*Stored data*.

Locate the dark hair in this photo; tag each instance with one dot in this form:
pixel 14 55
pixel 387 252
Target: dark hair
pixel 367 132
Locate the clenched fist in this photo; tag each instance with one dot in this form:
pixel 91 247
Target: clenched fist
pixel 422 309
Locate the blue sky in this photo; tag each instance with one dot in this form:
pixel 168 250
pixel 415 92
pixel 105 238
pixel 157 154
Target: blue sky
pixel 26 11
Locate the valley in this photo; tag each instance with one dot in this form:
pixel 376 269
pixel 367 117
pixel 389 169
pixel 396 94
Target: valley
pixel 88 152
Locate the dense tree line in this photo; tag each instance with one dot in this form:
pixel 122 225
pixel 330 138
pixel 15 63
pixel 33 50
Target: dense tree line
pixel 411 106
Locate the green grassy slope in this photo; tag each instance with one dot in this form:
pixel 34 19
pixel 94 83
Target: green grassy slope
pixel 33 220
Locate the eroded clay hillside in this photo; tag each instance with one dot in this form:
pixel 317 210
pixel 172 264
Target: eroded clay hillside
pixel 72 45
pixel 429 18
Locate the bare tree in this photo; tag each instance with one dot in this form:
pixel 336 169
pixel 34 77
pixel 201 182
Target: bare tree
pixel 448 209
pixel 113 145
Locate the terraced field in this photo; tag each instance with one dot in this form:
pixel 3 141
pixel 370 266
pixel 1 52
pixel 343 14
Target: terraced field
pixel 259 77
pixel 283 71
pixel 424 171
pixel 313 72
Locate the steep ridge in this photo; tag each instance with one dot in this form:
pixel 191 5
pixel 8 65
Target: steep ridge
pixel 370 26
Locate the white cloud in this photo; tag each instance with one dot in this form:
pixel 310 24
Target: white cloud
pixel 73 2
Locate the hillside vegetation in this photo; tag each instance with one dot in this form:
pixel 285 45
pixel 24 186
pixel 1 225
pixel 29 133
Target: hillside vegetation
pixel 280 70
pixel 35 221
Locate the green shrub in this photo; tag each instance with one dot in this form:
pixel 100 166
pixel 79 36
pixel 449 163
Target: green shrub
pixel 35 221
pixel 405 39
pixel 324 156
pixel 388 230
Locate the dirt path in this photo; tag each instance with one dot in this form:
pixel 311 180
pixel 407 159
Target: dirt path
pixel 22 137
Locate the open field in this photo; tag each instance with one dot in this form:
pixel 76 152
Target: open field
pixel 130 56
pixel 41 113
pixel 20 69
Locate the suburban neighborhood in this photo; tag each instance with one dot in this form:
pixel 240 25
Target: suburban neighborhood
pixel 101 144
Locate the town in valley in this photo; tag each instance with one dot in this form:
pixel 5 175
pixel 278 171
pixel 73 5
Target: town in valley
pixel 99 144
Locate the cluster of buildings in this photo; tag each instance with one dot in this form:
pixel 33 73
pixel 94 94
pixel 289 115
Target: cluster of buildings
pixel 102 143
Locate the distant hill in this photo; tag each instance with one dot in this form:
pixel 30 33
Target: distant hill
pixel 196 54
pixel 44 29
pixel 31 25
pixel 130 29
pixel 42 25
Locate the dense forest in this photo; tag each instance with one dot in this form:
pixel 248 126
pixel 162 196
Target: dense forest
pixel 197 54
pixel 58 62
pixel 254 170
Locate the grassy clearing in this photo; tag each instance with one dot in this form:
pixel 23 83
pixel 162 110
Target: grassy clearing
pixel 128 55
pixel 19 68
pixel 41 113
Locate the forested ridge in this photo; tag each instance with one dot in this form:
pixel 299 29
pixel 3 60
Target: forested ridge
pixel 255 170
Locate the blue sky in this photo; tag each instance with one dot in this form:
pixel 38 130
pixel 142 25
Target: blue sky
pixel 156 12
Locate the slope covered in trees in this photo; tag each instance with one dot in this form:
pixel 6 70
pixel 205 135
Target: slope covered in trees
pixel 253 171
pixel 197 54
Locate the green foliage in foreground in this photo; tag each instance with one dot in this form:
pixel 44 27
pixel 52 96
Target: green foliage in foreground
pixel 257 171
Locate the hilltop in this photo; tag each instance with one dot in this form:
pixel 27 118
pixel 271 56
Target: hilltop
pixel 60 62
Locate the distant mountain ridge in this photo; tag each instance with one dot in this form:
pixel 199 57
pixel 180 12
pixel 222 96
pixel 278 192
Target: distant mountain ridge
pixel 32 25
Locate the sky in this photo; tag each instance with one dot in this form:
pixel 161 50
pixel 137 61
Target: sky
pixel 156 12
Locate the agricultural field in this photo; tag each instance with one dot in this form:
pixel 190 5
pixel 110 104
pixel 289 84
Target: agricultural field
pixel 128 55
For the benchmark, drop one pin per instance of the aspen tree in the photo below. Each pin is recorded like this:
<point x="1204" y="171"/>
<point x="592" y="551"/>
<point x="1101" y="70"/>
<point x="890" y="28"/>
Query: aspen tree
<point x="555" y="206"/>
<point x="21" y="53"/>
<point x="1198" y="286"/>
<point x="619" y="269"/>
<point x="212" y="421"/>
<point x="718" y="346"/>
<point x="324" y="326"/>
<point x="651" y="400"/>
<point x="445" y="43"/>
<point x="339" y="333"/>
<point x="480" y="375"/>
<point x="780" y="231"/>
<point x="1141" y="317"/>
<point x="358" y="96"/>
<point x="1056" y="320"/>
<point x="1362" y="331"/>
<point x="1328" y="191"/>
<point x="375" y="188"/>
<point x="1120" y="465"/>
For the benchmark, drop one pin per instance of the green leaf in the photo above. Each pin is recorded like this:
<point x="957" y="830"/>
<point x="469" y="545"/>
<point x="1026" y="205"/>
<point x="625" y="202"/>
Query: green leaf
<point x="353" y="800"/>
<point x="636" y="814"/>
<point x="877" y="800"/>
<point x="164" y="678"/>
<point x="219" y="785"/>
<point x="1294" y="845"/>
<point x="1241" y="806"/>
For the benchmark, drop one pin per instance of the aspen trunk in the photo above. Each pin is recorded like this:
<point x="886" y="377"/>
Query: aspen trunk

*Exercise aim*. Can you print the listing above again word for word, from its first line to its last?

*Right answer*.
Locate the dark hair in this photo; tag each instance with one dot in this form:
pixel 14 55
pixel 387 252
Target: dark hair
pixel 367 132
Locate the clenched fist in this photo; tag each instance with one dot in this form:
pixel 91 247
Target: clenched fist
pixel 422 309
Locate the blue sky in this photo; tag each instance with one dot in this form:
pixel 168 250
pixel 415 92
pixel 105 238
pixel 157 154
Target: blue sky
pixel 26 11
Locate the valley in this photo; tag each instance with one dot in this form:
pixel 376 269
pixel 367 117
pixel 389 169
pixel 396 94
Target: valley
pixel 88 152
Locate the dense tree line in this photo; tag each instance with one dot in this form:
pixel 122 225
pixel 330 138
pixel 15 63
pixel 33 50
Target: dense tree line
pixel 411 106
Locate the green grassy slope in this photo; tag each instance with one dot in this form:
pixel 34 19
pixel 94 83
Target: green grassy slope
pixel 33 220
Locate the eroded clay hillside in this photo; tag each instance with one dot in this form:
pixel 317 210
pixel 172 264
Target: eroded clay hillside
pixel 72 45
pixel 429 18
Locate the bare tree in this photo; tag each instance with one dot in this form:
pixel 336 169
pixel 34 77
pixel 201 182
Target: bare tree
pixel 448 209
pixel 113 145
Locate the terraced field in this photo; tag each instance with one dot in this form:
pixel 3 141
pixel 370 266
pixel 1 52
pixel 343 14
Target: terraced field
pixel 259 77
pixel 283 71
pixel 424 171
pixel 313 72
Locate the steep ridge in this photo; tag each instance with one dot in this form:
pixel 191 5
pixel 8 65
Target: steep ridge
pixel 370 26
Locate the white cloud in this photo; tag each instance with one dot in this form:
pixel 310 24
Target: white cloud
pixel 73 2
Locate the hillside vegetation in this photo; tag each instance with one dot in this form:
pixel 285 45
pixel 24 186
pixel 1 225
pixel 29 133
Target: hillside vegetation
pixel 280 70
pixel 35 221
Locate the green shrub in this photo; tag each instance with one dot in this form:
pixel 100 166
pixel 79 36
pixel 449 163
Target: green shrub
pixel 35 221
pixel 405 39
pixel 324 156
pixel 388 230
Locate the dirt path in this photo; tag each instance with one dot in this form:
pixel 311 180
pixel 407 159
Target: dirt path
pixel 22 137
Locate the open field in this photo; tag each instance with one dot in this form:
pixel 76 152
Target: open field
pixel 130 56
pixel 41 113
pixel 20 69
Locate the suburban neighborhood in this photo; tag each instance with one dot in this form:
pixel 240 25
Target: suburban neighborhood
pixel 101 144
Locate the town in valley in this photo; tag each instance with one dot in this form:
pixel 5 175
pixel 278 171
pixel 73 5
Target: town in valley
pixel 99 144
Locate the cluster of buildings in this photo; tag each instance with one dot in this form:
pixel 33 73
pixel 94 94
pixel 289 115
Target: cluster of buildings
pixel 102 143
Locate the distant hill in this photo; tag each instance with one dot in this form:
pixel 30 33
Target: distant hill
pixel 196 54
pixel 44 29
pixel 31 25
pixel 130 29
pixel 42 25
Locate the dense forest in this photo; tag each instance with one dot in this form:
pixel 248 126
pixel 162 196
Target: dense forest
pixel 197 54
pixel 58 62
pixel 254 170
Locate the grassy clearing in this photo; tag each instance with one dot in this form:
pixel 23 83
pixel 162 110
Target: grassy clearing
pixel 128 55
pixel 19 68
pixel 41 113
Locate the forested ridge in this photo; tag each instance with one dot in this form:
pixel 299 29
pixel 3 60
Target: forested ridge
pixel 255 170
Locate the blue sky in this photo; tag each instance with one dot in this form:
pixel 38 130
pixel 142 25
Target: blue sky
pixel 156 12
Locate the slope covered in trees in this photo; tag each instance with one dot in this form:
pixel 6 70
pixel 205 135
Target: slope covered in trees
pixel 253 171
pixel 197 54
Locate the green foliage in foreground in this photo; tag each instance with one dot in this form:
pixel 44 27
pixel 52 96
Target: green foliage in foreground
pixel 257 171
Locate the hilltop in this photo; tag each instance with one dot in this form:
pixel 27 118
pixel 271 56
Target: hilltop
pixel 60 62
Locate the distant mountain ridge in this photo; tag each instance with one dot in this form:
pixel 199 57
pixel 180 12
pixel 222 96
pixel 278 192
Target: distant mountain ridge
pixel 32 25
Locate the sky in this photo; tag each instance with one dot in this form:
pixel 161 50
pixel 137 61
Target: sky
pixel 156 12
Locate the agricultural field in this photo; tag each instance with one dot in this form:
pixel 190 5
pixel 110 104
pixel 289 84
Target: agricultural field
pixel 128 55
For the benchmark, drop one pin per instance of the aspen tree in the photo below. Each pin is recorded like this:
<point x="1204" y="171"/>
<point x="592" y="551"/>
<point x="1101" y="70"/>
<point x="890" y="28"/>
Query: aspen tree
<point x="555" y="206"/>
<point x="21" y="53"/>
<point x="1198" y="286"/>
<point x="619" y="269"/>
<point x="212" y="421"/>
<point x="718" y="346"/>
<point x="324" y="326"/>
<point x="651" y="400"/>
<point x="445" y="43"/>
<point x="339" y="333"/>
<point x="480" y="375"/>
<point x="780" y="231"/>
<point x="1141" y="317"/>
<point x="358" y="96"/>
<point x="1056" y="320"/>
<point x="1362" y="331"/>
<point x="1328" y="191"/>
<point x="375" y="188"/>
<point x="1120" y="465"/>
For the benchmark, drop one pin per instance of the green leaf in the photo above. Each pin is recorded like this:
<point x="957" y="830"/>
<point x="469" y="545"/>
<point x="1026" y="205"/>
<point x="625" y="202"/>
Query: green leaf
<point x="353" y="800"/>
<point x="636" y="814"/>
<point x="877" y="800"/>
<point x="164" y="678"/>
<point x="219" y="785"/>
<point x="1294" y="845"/>
<point x="1241" y="806"/>
For the benchmark, drop one pin per instance of the aspen trunk in the photo above. Each pin is recorded like this:
<point x="886" y="377"/>
Query: aspen trunk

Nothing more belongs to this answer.